» **Activity**
Transcribe exactly the lines from the one containing "indicate: short brown hair" through the end of the data, both included. Leave out pictures.

(Stored items)
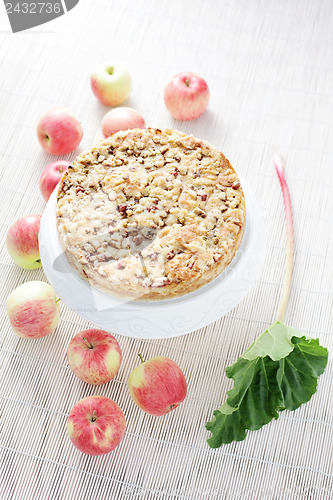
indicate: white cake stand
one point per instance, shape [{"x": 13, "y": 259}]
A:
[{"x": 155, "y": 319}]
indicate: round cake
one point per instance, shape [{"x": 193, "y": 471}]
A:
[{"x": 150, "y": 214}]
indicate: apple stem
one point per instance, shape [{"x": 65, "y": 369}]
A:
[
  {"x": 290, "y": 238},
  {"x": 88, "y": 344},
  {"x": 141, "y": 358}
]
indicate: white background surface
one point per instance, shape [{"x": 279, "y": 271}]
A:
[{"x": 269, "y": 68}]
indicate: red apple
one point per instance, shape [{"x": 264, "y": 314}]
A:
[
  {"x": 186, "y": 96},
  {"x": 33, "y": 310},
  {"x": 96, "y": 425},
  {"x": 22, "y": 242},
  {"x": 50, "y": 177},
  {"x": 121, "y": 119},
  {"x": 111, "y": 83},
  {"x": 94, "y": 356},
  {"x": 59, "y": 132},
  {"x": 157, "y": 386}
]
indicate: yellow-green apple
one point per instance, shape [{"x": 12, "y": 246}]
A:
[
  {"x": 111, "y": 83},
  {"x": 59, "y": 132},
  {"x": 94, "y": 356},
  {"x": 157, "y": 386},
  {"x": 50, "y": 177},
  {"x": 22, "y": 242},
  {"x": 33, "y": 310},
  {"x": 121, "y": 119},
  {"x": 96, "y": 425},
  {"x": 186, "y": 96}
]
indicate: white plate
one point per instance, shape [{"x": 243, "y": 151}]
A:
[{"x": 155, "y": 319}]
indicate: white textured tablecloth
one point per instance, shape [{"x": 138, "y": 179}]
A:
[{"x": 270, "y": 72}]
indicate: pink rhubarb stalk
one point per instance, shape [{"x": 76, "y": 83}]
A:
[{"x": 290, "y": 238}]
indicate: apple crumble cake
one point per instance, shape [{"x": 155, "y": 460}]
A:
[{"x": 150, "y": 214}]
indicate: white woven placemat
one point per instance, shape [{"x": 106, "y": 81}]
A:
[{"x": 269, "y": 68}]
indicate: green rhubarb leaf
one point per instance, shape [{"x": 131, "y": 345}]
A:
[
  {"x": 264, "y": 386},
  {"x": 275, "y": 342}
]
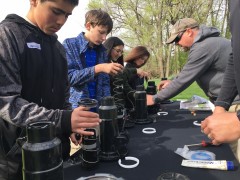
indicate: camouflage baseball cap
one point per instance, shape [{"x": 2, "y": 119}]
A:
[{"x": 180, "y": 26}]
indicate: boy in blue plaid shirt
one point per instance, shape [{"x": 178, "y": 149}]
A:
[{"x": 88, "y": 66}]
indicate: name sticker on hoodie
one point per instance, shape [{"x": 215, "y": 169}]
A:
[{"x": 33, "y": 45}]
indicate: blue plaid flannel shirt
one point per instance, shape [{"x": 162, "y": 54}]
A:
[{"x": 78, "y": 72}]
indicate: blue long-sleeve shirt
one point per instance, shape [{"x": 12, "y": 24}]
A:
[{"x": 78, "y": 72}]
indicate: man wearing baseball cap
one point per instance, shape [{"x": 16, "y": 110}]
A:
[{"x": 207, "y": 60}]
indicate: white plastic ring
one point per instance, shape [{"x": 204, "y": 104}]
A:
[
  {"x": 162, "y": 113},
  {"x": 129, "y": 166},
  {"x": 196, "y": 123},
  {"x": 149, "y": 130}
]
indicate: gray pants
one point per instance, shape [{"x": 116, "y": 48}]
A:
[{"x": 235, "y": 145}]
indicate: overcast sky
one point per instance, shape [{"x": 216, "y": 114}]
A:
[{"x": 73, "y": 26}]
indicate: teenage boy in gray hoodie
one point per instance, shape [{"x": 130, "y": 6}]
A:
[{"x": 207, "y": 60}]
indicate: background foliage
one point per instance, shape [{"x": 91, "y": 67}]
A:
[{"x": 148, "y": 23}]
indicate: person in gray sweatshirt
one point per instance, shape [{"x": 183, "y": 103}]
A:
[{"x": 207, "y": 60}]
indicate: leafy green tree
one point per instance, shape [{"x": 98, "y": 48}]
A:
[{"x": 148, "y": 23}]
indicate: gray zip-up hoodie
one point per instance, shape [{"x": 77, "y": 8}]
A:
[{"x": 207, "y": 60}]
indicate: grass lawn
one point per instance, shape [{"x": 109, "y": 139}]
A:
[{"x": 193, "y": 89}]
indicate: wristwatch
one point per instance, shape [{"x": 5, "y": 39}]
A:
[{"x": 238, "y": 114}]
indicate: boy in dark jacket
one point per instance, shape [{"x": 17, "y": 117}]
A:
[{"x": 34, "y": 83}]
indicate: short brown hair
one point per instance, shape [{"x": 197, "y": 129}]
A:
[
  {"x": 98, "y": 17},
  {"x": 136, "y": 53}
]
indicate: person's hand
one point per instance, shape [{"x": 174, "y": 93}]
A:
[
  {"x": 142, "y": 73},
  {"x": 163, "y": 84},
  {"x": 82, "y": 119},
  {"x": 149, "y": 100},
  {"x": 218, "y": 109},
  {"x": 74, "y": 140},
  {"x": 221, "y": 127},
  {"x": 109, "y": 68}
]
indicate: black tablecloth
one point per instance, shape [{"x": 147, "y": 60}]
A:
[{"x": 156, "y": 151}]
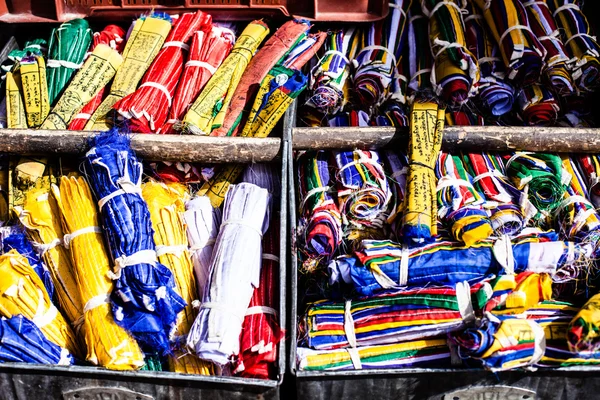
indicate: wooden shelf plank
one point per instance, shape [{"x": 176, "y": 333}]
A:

» **Solution**
indicate: short brown hair
one point per instance, shape [{"x": 197, "y": 129}]
A:
[
  {"x": 98, "y": 17},
  {"x": 136, "y": 53}
]
indicate: person's hand
one point per instance, shape [{"x": 174, "y": 93}]
A:
[
  {"x": 142, "y": 73},
  {"x": 163, "y": 84},
  {"x": 82, "y": 119},
  {"x": 149, "y": 100},
  {"x": 218, "y": 109},
  {"x": 74, "y": 140},
  {"x": 221, "y": 127},
  {"x": 109, "y": 68}
]
indicate: black tablecloth
one point per instance, shape [{"x": 147, "y": 60}]
A:
[{"x": 156, "y": 151}]
indicate: wooden shelf plank
one point per instance, shape [{"x": 176, "y": 333}]
A:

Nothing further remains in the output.